▸ SUPPLIED TEXT:

☆ ☆ ☆ ☆ ☆

= Maroon Town, Jamaica =

Settlement in Jamaica

 Maroon Town is a settlement in Jamaica. It has a population of 3,122 as of 2009.

==Geography and economy==
Maroon Town is located in the conical Cockpit Country that spans parts of the parishes of St. James, St. Elizabeth and Trelawny. Located in Saint James Parish, Jamaica the community sits approximately 29 kilometers, southwest of Montego Bay, the parish capital.

This former settlement of the Jamaican Maroons has a variety of Jamaican flora and fauna. Farmers in this area invest in ground provisions (including yam) and other staples, but especially bananas. Bananas have over the years been commercially successful as a profit-making venture in this community and are also a regular staple of locals.

The Maroon Pride Banana Chips brand originated in this community.

==Cudjoe's Town and Trelawny Town==
It is a former home of runaway slaves who became Jamaican Maroons and fought two guerrilla wars against the colonial authorities, the First Maroon War of the 1730s and the Second Maroon War of 1795–6. When it was a home to these escaped slaves, it was called Cudjoe's Town (Trelawny Town). Once the governor, Edward Trelawny, authorised the signing of a treaty with Cudjoe in 1739, Cudjoe's Town became known as Trelawny Town.

After the Second Maroon War, the colonial authorities deported the Maroons of Trelawny Town to Nova Scotia and then Sierra Leone. They then renamed the settlement Maroon Town, and since then it has been a place of archaeological research.

==Military barracks==
Maroon Town was used as a military barracks for half a century after the Trelawny Maroons were deported, but the colonial government found it difficult to maintain an outpost there. In 1812, a hurricane destroyed most of the buildings in the barracks.

Since then, over the years, many officers complained about the poor state of the barracks and the hospital, as well as the frequent rainfall and dampness. The barracks became difficult to maintain, and the colonial authorities eventually abandoned the barracks in the 1850s.

==Returned Maroons of Flagstaff==
When scores of Trelawny Maroons returned to Jamaica following the abolition of slavery in the 1830s, many of them settled in the nearby village of Flagstaff.

In 1905, visitors to Maroon Town observed some Returned Maroons from nearby Flagstaff hunting wild hogs.

☆ ☆ ☆ ☆ ☆

▸ EXERCISE DATA:
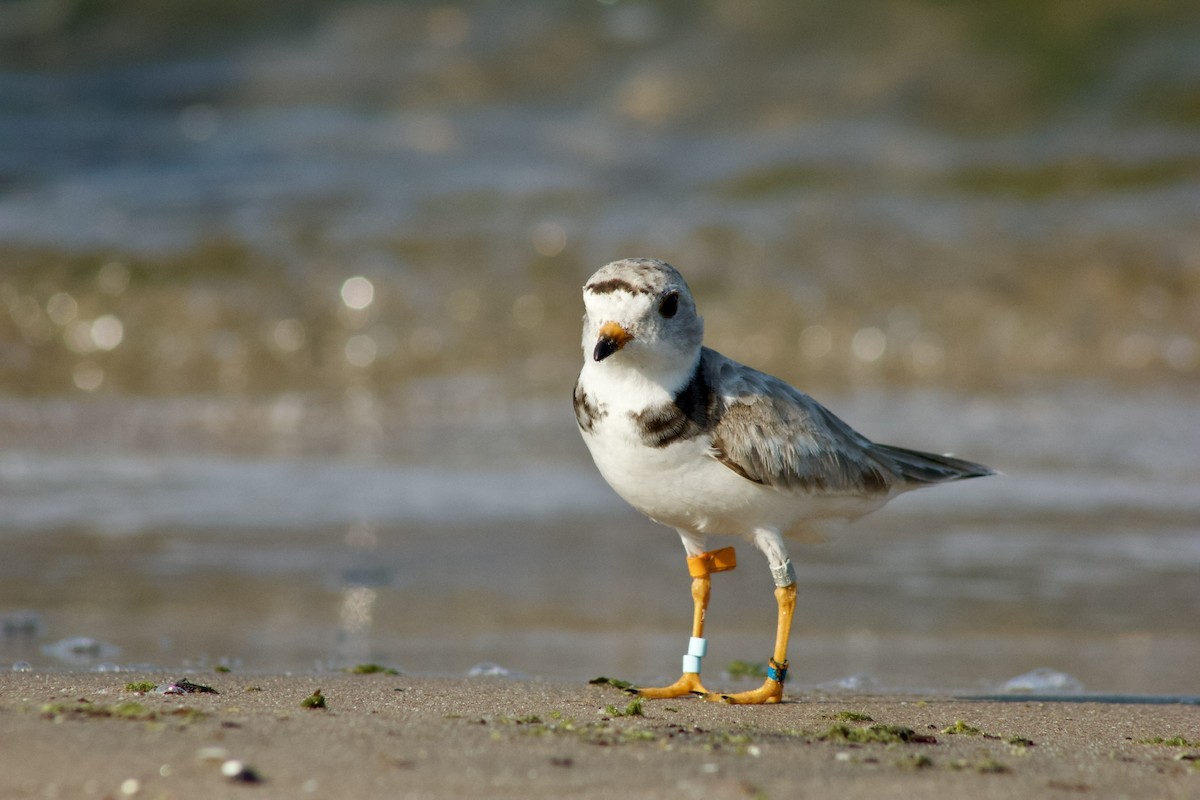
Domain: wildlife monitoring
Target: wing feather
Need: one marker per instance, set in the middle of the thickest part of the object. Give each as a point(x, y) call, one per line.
point(774, 434)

☆ ☆ ☆ ☆ ☆

▸ EXERCISES:
(1) Reproduce the Maroon Town article between "The Maroon Pride" and "of archaeological research.", inclusive, updating "colonial authorities" to "colonial government".
(2) According to the Maroon Town article, in what year did a hurricane destroy most of the buildings in the barracks?
Rely only on the Maroon Town article, not on the data.

▸ ANSWERS PER TASK:
(1)
The Maroon Pride Banana Chips brand originated in this community.

==Cudjoe's Town and Trelawny Town==
It is a former home of runaway slaves who became Jamaican Maroons and fought two guerrilla wars against the colonial government, the First Maroon War of the 1730s and the Second Maroon War of 1795–6. When it was a home to these escaped slaves, it was called Cudjoe's Town (Trelawny Town). Once the governor, Edward Trelawny, authorised the signing of a treaty with Cudjoe in 1739, Cudjoe's Town became known as Trelawny Town.

After the Second Maroon War, the colonial government deported the Maroons of Trelawny Town to Nova Scotia and then Sierra Leone. They then renamed the settlement Maroon Town, and since then it has been a place of archaeological research.

(2) 1812